New Serious PaintersJohn Haber
in New York City
The Steins Collect
"Buy the people of your own age. There are always good new serious painters."
Ernest Hemingway received that advice from Gertrude Stein, who had learned it the hard way. She had followed her brother to Paris in 1903, and a show of the Stein collections opens with what they found there. Leo admired what he could see as contemporary but classical in spirit. Gertrude admired what she could see as frank, direct, radical, pragmatic, and charming. And they found them all, in a city teeming with older artists and young. They saw the Impressionism and Post-Impressionism that had already become classics, at those mind-boggling affairs called the Salons d'Autumne. As she put it later about the artists that she came to know intimately, it is hard in retrospect to imagine how much modern art shocked.
They moved in together on the Left Bank, in a single high-ceilinged room, all but tailor-made for art on the walls and the Saturday salons that she loved to keep. Their older brother, Michael, came to Paris the next year with his wife, Sarah, for a short stay. They remained until 1935, Gertrude until her death in 1946. They went shopping, too, almost immediately—and returned with what they could afford, meaning mostly disappointment and mostly prints. As Leo put it, "A limited budget is an excuse to be creative." And so they were.

- **DATA**:

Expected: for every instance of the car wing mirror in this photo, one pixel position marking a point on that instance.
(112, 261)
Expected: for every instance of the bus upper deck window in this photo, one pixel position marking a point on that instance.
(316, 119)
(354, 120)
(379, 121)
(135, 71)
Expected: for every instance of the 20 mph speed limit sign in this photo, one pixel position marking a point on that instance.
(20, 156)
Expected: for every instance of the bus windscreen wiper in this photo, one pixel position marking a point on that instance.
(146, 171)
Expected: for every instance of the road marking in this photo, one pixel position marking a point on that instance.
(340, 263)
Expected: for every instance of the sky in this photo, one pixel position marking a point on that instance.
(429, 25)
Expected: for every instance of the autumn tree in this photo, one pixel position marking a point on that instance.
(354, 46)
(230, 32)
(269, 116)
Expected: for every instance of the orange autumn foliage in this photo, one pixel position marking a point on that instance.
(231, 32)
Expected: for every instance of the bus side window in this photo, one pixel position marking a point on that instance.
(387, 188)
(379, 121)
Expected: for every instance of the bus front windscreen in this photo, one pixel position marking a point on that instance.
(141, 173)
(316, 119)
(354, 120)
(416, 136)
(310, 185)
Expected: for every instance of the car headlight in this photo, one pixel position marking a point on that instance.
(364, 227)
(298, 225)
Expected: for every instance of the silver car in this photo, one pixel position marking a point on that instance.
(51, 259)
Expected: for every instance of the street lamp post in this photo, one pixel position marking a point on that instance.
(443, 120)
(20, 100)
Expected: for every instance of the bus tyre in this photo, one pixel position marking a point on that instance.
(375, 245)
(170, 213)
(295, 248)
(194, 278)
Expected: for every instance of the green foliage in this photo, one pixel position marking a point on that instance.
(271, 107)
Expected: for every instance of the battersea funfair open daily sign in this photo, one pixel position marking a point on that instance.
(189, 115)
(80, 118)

- **WORK INSTRUCTIONS**:
1. Answer these from the text about the Stein collections:
(a) In what year did Gertrude Stein follow her brother to Paris?
(b) Who came to Paris the next year with Sarah?
(c) According to Leo, what is a limited budget an excuse for?
2. Keep going with the text about the Stein collections, starting after its last sentence.

- **ANSWERS IN ORDER**:
1.
(a) 1903
(b) Michael, the older brother
(c) To be creative

2.
The Met calls the show "The Steins Collect," and it has a dual focus on the collection and the collecting. It has large photographs, one projected on an alcove to simulate the room that Leo and Gertrude shared, paintings and all. The show has books, letters, and even a postcard from Henri Matisse, with a Matisse sketch of what he was wrapping up. Michael and Sarah were then back in the States briefly for family matters, and Matisse cared enough to show them. Pablo Picasso sent photographs of his progress to Leo and Gertrude, in between constant visits back and forth. If Picasso took so many sittings to complete his seated portrait of her, maybe they just relished the company.
That portrait came as a breakthrough, for the artist finally got it right only when alone—by wiping out the face and painting something closer to a mask. Gertrude would have preferred a likeness, just as she would have liked to sit for Matisse if only he had asked her. Still, she believed in difficulty, and she believed in breakthroughs. The show's subtitle is "Matisse, Picasso, and the Parisian Avant-Garde," and it is also a brief history of the avant-garde. It runs from Edgar Degas, a favorite of Leo's, to Florine Stettheimer's costumes for Four Saints in Three Acts, Gertrude Stein's 1928 opera with music by Virgil Thomson and choreography by Frederick Ashton. Where Postmodernism might ask who calls the shots, artist or patron, here it takes ingenuity to tell them apart.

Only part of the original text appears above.